* MATERIAL FOR THIS EXERCISE:
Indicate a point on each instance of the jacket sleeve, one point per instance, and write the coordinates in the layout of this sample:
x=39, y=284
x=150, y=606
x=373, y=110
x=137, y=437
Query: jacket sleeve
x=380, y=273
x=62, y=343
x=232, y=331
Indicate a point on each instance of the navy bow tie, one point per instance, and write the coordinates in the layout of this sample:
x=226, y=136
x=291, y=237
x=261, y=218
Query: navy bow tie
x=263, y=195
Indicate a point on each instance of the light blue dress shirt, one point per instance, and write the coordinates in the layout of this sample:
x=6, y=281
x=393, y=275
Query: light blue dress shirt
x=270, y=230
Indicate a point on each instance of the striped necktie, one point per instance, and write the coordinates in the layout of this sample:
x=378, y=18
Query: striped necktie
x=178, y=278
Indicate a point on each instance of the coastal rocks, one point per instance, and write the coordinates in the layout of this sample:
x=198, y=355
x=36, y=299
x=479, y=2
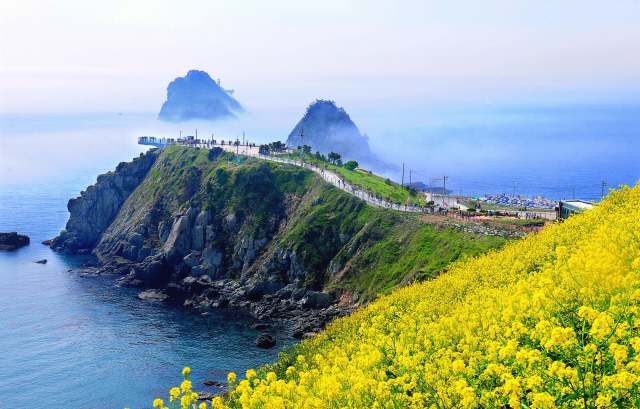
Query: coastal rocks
x=154, y=270
x=199, y=231
x=212, y=257
x=153, y=295
x=96, y=208
x=245, y=252
x=334, y=266
x=185, y=232
x=178, y=242
x=12, y=241
x=265, y=341
x=314, y=299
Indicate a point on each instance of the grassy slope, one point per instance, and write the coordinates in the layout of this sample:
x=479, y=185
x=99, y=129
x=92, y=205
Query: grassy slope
x=550, y=321
x=372, y=183
x=297, y=210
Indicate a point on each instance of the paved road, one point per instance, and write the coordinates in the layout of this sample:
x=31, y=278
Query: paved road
x=337, y=181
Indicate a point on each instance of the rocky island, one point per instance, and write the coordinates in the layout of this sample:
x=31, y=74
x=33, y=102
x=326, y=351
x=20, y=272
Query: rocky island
x=274, y=240
x=197, y=96
x=327, y=128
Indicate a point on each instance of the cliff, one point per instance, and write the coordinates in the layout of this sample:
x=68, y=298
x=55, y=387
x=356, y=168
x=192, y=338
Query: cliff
x=94, y=210
x=197, y=96
x=276, y=239
x=327, y=128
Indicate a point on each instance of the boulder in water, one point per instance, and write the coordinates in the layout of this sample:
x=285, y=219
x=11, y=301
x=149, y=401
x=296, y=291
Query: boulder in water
x=12, y=241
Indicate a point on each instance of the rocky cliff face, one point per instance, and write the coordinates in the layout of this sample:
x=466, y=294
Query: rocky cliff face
x=94, y=210
x=197, y=96
x=261, y=236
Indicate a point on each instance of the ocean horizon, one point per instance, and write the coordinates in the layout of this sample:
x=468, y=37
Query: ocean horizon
x=85, y=343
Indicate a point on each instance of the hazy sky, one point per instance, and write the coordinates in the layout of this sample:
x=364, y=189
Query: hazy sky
x=97, y=56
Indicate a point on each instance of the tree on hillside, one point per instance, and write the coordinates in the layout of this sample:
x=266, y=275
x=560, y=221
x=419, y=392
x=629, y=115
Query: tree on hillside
x=306, y=149
x=351, y=165
x=335, y=158
x=277, y=146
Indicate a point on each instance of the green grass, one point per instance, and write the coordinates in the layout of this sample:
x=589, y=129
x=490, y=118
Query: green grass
x=297, y=210
x=372, y=183
x=522, y=222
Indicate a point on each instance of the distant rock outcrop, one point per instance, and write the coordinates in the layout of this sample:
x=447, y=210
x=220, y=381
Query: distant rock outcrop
x=329, y=128
x=197, y=96
x=12, y=241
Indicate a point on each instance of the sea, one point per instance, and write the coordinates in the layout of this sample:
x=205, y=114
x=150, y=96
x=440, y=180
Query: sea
x=68, y=341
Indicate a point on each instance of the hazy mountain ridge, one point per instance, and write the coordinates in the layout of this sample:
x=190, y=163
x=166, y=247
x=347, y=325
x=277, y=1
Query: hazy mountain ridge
x=327, y=128
x=197, y=96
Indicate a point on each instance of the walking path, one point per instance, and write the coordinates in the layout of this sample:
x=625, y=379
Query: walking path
x=340, y=183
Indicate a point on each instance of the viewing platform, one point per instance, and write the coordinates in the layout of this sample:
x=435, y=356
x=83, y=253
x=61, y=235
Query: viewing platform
x=157, y=142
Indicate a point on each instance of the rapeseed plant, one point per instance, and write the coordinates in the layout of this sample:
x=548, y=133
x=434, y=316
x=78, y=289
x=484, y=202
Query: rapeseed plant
x=549, y=321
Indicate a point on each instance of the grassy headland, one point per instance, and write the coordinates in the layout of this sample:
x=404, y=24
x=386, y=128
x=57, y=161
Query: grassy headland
x=547, y=322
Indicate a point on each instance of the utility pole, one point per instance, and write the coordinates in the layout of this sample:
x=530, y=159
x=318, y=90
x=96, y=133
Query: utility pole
x=302, y=142
x=444, y=184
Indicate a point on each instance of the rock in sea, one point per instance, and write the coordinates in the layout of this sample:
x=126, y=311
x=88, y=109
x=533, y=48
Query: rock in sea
x=153, y=295
x=265, y=341
x=12, y=241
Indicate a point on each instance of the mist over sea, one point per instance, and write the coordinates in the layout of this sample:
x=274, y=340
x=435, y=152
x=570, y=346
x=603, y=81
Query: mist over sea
x=75, y=342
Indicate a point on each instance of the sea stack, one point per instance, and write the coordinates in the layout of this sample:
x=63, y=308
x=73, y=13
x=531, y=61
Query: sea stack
x=327, y=128
x=198, y=96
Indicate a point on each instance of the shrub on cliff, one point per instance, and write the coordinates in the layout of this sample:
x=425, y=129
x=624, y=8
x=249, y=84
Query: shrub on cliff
x=552, y=320
x=351, y=165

* EXERCISE BRIEF: Rewrite all the entries above, putting "Mark" wherever "Indicate" appears and leaving everything else unchanged. Omit the pictures from your version.

* WRITTEN RESPONSE:
Mark a point on each instance of the jacket sleeve, one point per instance, and write the coordinates in the layout of this sample:
x=39, y=284
x=150, y=606
x=373, y=110
x=137, y=437
Query: jacket sleeve
x=380, y=273
x=62, y=343
x=232, y=331
Mark a point on each instance of the navy bow tie, one point per instance, and write the coordinates in the layout of this sample:
x=226, y=136
x=291, y=237
x=261, y=218
Query: navy bow tie
x=263, y=195
Mark a point on each instance of the light blue dress shirt, one point per instance, and write the coordinates in the layout of this sample:
x=6, y=281
x=393, y=275
Query: light blue dress shirt
x=270, y=230
Mark a point on each instance of the striped necktie, one point per instance, and write the coordinates in the layout of this sample:
x=378, y=18
Query: striped necktie
x=178, y=278
Mark a point on each instance of the coastal rocks, one point per instance, and write the coordinates in the layout of this sample:
x=198, y=355
x=36, y=299
x=479, y=2
Query: coastal rocks
x=154, y=270
x=199, y=231
x=212, y=257
x=153, y=295
x=96, y=208
x=245, y=252
x=334, y=266
x=185, y=232
x=178, y=242
x=12, y=241
x=265, y=341
x=314, y=299
Mark a point on each instance of the grassy slope, one point per instance, and write the coordinates in the layout of this sample:
x=479, y=185
x=99, y=129
x=92, y=205
Query: grassy slope
x=550, y=321
x=372, y=183
x=297, y=210
Mark a point on each instance of the paved road, one point per instance, and write the coordinates in the layout of this sample:
x=31, y=278
Query: paved road
x=337, y=181
Mark a point on each instance of the rocky island, one point per instance, and write the coordinates in the layout of this sample:
x=31, y=74
x=33, y=102
x=326, y=351
x=20, y=272
Query: rocky island
x=274, y=240
x=197, y=96
x=327, y=128
Mark a point on each instance of the cliff, one point per instance, and write the coordinates in the layout of this sample:
x=68, y=298
x=55, y=387
x=356, y=168
x=192, y=338
Query: cliff
x=94, y=210
x=197, y=96
x=276, y=239
x=327, y=128
Mark a point on each instance of the boulder in water, one point per instance, and write the coordinates in the layout of this sample:
x=285, y=219
x=11, y=301
x=149, y=401
x=296, y=291
Query: boulder in water
x=12, y=241
Mark a point on each instance of the rocky cliff face, one point per instance, and write the coordinates in the layout of this sample:
x=466, y=294
Query: rocky cliff face
x=94, y=210
x=197, y=96
x=261, y=236
Mark a point on each instance of the ocean horizon, one point per instance, and write the coordinates in the layout of this sample:
x=468, y=37
Query: ocean horizon
x=85, y=343
Mark a point on each instance of the hazy sky, one point per instance, and write the coordinates in the layout of this sample:
x=364, y=189
Query: hazy sky
x=97, y=56
Mark a point on each instance of the tree on hillside, one point per instance, and write the coordinates in the layout of this sample:
x=266, y=275
x=560, y=221
x=419, y=392
x=629, y=115
Query: tree on hillside
x=306, y=149
x=351, y=165
x=335, y=158
x=277, y=146
Mark a point on each instance of the green grass, one point per instance, and write the coordinates in the layout of this sample:
x=589, y=129
x=490, y=118
Query: green grass
x=297, y=210
x=372, y=183
x=522, y=222
Mark a point on each instance of the distant rock outcrop, one point per instance, and write the coordinates in the layout of this sample:
x=447, y=210
x=220, y=381
Query: distant rock outcrop
x=329, y=128
x=197, y=96
x=12, y=241
Mark a point on each instance of the sea, one point per instance, and write the coordinates in the layout of this sample:
x=205, y=114
x=150, y=96
x=440, y=180
Query: sea
x=68, y=341
Mark a point on each instance of the hazy mountain ridge, one point per instance, and write the coordinates in the layout of this sample:
x=190, y=163
x=166, y=247
x=347, y=325
x=277, y=1
Query: hazy mountain ridge
x=327, y=128
x=197, y=96
Mark a point on each instance of the walking path, one point per instance, and write the coordinates in the layout of this sample:
x=625, y=379
Query: walking path
x=340, y=183
Mark a point on each instance of the viewing platform, one point per instance, and write the coordinates in the layout of this sample:
x=435, y=356
x=83, y=253
x=61, y=235
Query: viewing platform
x=157, y=142
Mark a point on each instance of the rapeseed plant, one point per instance, and write the coordinates in the layout of this sample:
x=548, y=133
x=434, y=316
x=78, y=289
x=484, y=202
Query: rapeseed plant
x=549, y=321
Mark a point on each instance of the grassy headland, one point per instance, and write the coordinates in the layout of this sample:
x=404, y=24
x=386, y=128
x=57, y=161
Query: grassy headland
x=547, y=322
Mark a point on each instance of the utility pole, one point per instance, and write the coordinates in the layout of this sample:
x=530, y=159
x=318, y=90
x=96, y=133
Query: utility pole
x=302, y=142
x=444, y=184
Mark a point on each instance of the rock in sea, one point per instance, and write the coordinates in the layout of this sample:
x=126, y=311
x=88, y=109
x=533, y=48
Query: rock in sea
x=153, y=295
x=265, y=341
x=12, y=241
Mark a point on each instance of the mist over sea, one point per instance, and write the coordinates in the layout of this sample:
x=274, y=340
x=435, y=152
x=570, y=346
x=603, y=81
Query: mist over sea
x=75, y=342
Mark a point on each instance of the sea stack, one point per instance, and write the coordinates in the layout of this sample:
x=63, y=308
x=73, y=13
x=531, y=61
Query: sea stack
x=327, y=128
x=198, y=96
Mark a point on each instance of the shrub on cliff, one point per instance, and write the coordinates in the layout of this sample:
x=425, y=129
x=624, y=8
x=249, y=84
Query: shrub on cliff
x=552, y=320
x=351, y=165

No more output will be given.